- Passage given:
━━━━━━━━━━

I am trying to use LDpred-funct in order to generate a polygenic risk score from a summary statistic. I am following the tutorial reported here but I have some questions:
At first, I used S-LDSC in order to calculate regression coefficients. The github tutorial page of S-LDSC suggests to use as baseline model LD scores the ones in the file: 1000G_Phase1_baseline_ldscores.tgz downloaded from https://data.broadinstitute.org/alkesgroup/LDSCORE/
I managed to run S-LDSC and to obtain the result files. However, at the point of calculating the per -SNP heritability, present tutorial says to use baselineLD.*.annot.gz files, in order to extract the so called X matrices.
1) From which compressed tgz file, baselineLD.*.annot.gz files have to be taken? I see different possibilities in the download page: 1000G_Phase3_baselineLD_ldscores.tgz 1000G_Phase3_baselineLD_v1.1_ldscores.tgz, 1000G_Phase3_baselineLD_v2.0_ldscores.tgz, 1000G_Phase3_baselineLD_v2.1_ldscores.tgz
2) In the S-LDSC step when calculating the regression coefficients, I used a different baseline model LD file (baselineLD.*.annot.gz) than those reported above. Is this correct or possibly I should have used one of the baselineLD file above? (in case, which one?)
3) The tutorial says to divide regression coefficients by the parameter h2g, the latter being taken from the .log file generated by S-LDSC. In the .log file I don't see any h2g parameter, but rather a h2 parameter. Is that the correct one to be taken?
Thank you in advance for the answers to these questions

━━━━━━━━━━

- Given instruction:
Update the part of the LDpred-funct question that opens with the words containing "1) From which" and closes with "case, which one?)", changing "regression coefficients" to "regression weights". The listing that comes next isn't needed.

- Information supplied:
━━━━━━━━━━

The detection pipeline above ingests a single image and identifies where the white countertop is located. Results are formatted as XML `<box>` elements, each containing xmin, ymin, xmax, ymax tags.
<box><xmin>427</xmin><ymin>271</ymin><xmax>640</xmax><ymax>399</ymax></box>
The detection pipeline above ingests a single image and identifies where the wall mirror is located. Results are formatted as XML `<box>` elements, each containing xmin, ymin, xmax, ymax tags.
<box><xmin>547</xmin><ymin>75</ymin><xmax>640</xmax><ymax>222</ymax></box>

━━━━━━━━━━

- Expected answer:
1) From which compressed tgz file, baselineLD.*.annot.gz files have to be taken? I see different possibilities in the download page: 1000G_Phase3_baselineLD_ldscores.tgz 1000G_Phase3_baselineLD_v1.1_ldscores.tgz, 1000G_Phase3_baselineLD_v2.0_ldscores.tgz, 1000G_Phase3_baselineLD_v2.1_ldscores.tgz
2) In the S-LDSC step when calculating the regression weights, I used a different baseline model LD file (baselineLD.*.annot.gz) than those reported above. Is this correct or possibly I should have used one of the baselineLD file above? (in case, which one?)